Source records
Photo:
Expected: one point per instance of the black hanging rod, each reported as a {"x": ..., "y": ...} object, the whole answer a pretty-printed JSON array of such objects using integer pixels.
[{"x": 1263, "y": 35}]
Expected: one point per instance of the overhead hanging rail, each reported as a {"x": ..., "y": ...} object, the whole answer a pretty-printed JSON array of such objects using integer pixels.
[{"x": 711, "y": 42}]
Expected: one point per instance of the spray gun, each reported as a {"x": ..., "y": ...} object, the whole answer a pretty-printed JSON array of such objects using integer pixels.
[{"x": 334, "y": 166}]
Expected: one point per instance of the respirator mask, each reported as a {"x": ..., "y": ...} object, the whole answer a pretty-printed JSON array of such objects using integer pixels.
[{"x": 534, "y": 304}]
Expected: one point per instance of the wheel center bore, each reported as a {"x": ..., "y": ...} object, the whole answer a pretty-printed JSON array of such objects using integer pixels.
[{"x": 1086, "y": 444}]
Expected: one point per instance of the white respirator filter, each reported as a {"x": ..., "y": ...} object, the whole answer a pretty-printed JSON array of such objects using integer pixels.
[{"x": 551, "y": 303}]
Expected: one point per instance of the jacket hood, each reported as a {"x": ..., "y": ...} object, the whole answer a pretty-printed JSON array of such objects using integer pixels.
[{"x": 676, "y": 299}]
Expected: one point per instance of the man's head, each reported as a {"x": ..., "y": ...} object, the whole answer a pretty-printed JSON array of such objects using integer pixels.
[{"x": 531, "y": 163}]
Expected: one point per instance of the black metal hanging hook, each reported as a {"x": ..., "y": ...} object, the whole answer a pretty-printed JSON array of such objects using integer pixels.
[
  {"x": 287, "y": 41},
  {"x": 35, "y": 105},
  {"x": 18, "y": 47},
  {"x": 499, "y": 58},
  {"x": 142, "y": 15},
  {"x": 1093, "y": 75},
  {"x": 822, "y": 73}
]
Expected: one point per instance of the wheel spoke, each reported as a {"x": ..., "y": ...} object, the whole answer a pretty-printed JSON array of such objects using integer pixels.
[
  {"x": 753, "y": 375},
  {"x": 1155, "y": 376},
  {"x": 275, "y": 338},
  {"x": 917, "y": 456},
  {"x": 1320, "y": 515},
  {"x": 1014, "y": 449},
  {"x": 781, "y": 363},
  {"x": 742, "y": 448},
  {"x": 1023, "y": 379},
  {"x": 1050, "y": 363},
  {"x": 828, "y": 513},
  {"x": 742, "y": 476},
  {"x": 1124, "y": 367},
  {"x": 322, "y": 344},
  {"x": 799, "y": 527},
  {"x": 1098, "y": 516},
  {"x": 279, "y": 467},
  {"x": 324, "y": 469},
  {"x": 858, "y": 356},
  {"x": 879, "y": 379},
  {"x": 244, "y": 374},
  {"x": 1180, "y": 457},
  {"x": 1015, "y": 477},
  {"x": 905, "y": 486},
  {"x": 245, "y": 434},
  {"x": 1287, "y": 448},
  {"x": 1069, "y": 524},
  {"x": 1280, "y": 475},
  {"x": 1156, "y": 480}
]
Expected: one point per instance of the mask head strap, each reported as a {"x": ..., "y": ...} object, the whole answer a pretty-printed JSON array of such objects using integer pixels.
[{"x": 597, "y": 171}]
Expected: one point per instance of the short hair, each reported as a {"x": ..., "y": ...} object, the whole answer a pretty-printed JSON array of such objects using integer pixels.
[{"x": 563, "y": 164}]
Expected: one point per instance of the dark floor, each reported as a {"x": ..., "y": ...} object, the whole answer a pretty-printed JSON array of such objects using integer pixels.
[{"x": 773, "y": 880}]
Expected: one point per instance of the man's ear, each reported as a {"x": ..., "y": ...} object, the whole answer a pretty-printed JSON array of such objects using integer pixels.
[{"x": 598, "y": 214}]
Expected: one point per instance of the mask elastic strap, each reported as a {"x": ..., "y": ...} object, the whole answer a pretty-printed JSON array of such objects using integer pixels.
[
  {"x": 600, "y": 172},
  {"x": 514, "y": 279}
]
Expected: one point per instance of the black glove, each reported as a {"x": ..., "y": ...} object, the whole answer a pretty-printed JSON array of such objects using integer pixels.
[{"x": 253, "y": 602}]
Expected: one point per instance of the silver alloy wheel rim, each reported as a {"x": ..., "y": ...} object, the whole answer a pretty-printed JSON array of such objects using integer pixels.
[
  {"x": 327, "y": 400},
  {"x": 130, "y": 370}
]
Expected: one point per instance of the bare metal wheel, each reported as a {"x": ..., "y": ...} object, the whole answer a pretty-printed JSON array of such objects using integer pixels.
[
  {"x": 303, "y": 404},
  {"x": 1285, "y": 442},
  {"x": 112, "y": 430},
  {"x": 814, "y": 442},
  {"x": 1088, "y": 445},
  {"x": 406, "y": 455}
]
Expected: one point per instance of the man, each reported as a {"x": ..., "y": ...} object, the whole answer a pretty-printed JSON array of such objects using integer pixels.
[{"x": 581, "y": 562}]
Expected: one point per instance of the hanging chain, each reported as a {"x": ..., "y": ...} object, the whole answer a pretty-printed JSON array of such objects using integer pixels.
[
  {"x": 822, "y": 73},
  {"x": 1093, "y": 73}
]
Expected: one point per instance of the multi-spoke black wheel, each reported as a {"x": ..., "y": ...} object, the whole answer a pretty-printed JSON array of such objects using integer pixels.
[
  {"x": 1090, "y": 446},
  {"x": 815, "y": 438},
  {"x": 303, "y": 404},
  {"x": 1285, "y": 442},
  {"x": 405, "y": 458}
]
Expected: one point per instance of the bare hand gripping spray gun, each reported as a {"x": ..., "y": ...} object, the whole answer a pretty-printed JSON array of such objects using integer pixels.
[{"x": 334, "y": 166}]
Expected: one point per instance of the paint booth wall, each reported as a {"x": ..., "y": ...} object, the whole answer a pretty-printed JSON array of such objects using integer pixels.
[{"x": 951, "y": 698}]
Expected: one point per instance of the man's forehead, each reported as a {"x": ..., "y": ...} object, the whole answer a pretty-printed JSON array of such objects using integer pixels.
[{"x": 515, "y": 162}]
==
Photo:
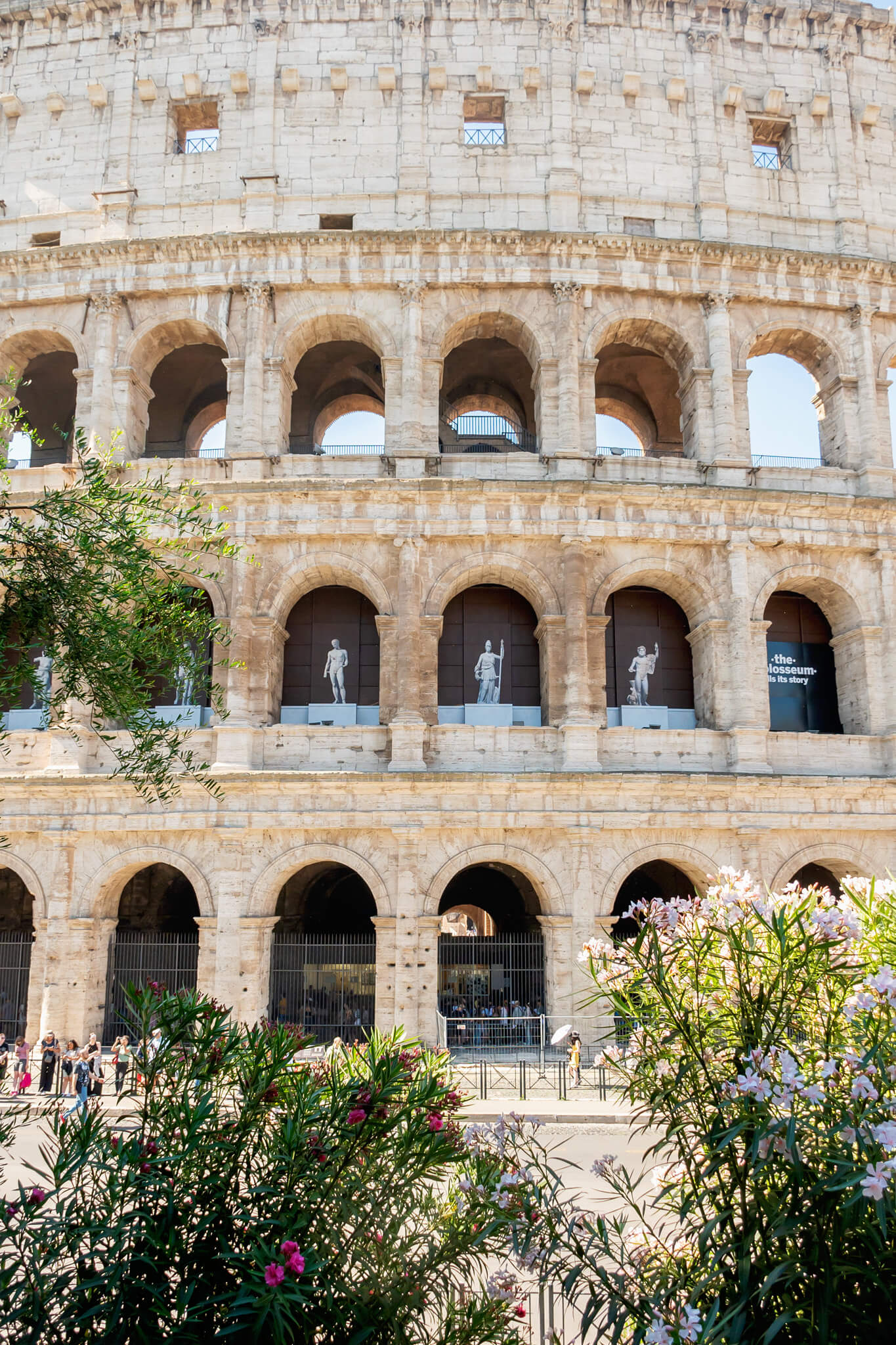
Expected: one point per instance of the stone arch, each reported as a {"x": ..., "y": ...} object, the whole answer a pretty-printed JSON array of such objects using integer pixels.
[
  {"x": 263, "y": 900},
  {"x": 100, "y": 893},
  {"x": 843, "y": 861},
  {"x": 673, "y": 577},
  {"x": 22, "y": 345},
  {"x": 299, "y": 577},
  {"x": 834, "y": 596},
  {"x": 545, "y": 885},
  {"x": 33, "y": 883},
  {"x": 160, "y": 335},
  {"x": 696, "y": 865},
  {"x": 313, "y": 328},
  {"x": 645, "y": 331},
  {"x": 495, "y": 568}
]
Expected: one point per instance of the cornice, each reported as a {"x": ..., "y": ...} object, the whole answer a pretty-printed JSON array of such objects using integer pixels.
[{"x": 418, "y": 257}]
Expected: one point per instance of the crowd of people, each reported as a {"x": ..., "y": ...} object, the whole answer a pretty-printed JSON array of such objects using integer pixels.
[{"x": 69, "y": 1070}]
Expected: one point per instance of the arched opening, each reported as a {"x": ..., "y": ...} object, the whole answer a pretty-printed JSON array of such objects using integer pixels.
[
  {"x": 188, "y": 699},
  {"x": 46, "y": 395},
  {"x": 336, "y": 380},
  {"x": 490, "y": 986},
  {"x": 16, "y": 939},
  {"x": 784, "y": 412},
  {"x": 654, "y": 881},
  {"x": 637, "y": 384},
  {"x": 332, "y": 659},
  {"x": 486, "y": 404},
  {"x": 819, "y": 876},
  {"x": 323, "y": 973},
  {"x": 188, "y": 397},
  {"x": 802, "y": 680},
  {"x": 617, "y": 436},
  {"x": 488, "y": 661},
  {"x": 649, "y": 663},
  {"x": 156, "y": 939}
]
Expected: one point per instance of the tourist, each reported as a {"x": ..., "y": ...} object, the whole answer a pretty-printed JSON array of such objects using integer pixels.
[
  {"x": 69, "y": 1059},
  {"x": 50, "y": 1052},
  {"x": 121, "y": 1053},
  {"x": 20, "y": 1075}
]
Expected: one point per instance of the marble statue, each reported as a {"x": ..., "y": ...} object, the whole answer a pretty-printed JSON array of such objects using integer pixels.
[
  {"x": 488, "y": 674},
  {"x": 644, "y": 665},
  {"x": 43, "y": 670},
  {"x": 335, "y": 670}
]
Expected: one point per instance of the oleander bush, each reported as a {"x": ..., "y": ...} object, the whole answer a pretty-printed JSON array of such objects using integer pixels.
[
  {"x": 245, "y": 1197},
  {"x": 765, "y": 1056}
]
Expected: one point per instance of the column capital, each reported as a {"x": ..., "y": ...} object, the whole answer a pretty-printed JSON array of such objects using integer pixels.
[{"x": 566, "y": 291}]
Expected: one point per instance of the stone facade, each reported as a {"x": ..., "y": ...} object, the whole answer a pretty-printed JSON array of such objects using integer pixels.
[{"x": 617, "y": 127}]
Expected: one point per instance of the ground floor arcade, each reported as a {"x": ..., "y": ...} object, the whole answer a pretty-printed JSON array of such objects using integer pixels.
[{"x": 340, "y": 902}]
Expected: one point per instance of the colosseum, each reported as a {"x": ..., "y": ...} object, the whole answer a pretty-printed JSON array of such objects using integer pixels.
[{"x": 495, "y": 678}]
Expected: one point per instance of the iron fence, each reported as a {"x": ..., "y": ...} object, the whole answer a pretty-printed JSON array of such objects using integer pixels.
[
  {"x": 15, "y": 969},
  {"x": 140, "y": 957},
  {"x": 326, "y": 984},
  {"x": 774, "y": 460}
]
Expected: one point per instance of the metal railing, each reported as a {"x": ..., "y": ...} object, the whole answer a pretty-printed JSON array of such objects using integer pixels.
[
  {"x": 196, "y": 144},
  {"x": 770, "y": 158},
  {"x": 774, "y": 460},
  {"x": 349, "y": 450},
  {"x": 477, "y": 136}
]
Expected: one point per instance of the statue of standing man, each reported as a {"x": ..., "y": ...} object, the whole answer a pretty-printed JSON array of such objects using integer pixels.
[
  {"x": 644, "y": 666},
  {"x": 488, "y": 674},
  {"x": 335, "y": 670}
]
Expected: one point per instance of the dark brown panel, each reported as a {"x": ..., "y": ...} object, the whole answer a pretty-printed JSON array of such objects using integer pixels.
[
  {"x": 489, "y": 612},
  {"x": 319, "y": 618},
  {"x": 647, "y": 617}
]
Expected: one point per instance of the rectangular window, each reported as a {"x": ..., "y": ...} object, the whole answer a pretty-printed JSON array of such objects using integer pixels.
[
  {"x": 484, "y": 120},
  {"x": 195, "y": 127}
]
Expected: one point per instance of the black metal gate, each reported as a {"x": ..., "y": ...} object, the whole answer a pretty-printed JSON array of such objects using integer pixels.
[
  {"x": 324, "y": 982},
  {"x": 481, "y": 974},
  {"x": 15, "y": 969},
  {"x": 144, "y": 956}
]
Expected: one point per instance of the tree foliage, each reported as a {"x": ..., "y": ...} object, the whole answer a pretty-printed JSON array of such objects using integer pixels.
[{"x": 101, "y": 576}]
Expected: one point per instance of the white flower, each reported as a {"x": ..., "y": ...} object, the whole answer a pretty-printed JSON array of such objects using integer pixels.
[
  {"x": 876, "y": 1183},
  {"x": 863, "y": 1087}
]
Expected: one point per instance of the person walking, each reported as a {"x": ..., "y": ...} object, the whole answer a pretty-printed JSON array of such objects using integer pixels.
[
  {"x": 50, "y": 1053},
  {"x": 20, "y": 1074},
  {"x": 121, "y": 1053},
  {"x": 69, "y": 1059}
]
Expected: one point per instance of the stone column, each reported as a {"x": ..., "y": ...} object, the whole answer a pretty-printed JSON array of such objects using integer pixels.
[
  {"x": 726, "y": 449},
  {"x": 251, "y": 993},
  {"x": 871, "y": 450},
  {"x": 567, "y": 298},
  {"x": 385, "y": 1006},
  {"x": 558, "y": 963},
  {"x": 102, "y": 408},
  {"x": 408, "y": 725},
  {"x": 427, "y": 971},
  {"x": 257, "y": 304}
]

:: GOAL ::
Extract every line of the rows above that contains the word "wheel", treating uppercase and lowercase as distinct.

:: THE RESULT ::
Expected: one point per instance of the wheel center bore, each reported as a {"x": ..., "y": ...} object, the whole answer a pretty-printed JSON array of such objects using integer pixels.
Expected: one point per instance of the wheel spoke, each reported as a {"x": ..., "y": ...} object, the whole answer a pretty-printed JSON array of such objects using integer pixels.
Expected: one point per instance of the silver alloy wheel rim, each reported as a {"x": ..., "y": ...} object, the whole answer a pretty-printed JSON array of such objects using integer pixels.
Expected: one point per instance of the bare metal wheel, each reported as a {"x": ..., "y": ...} object, the whole answer a pretty-printed JSON array of such objects using integer pixels.
Expected: one point per instance of the multi-spoke black wheel, each reported as a {"x": ..., "y": ...} object, the whole answer a pretty-printed JSON array of such objects using integer pixels.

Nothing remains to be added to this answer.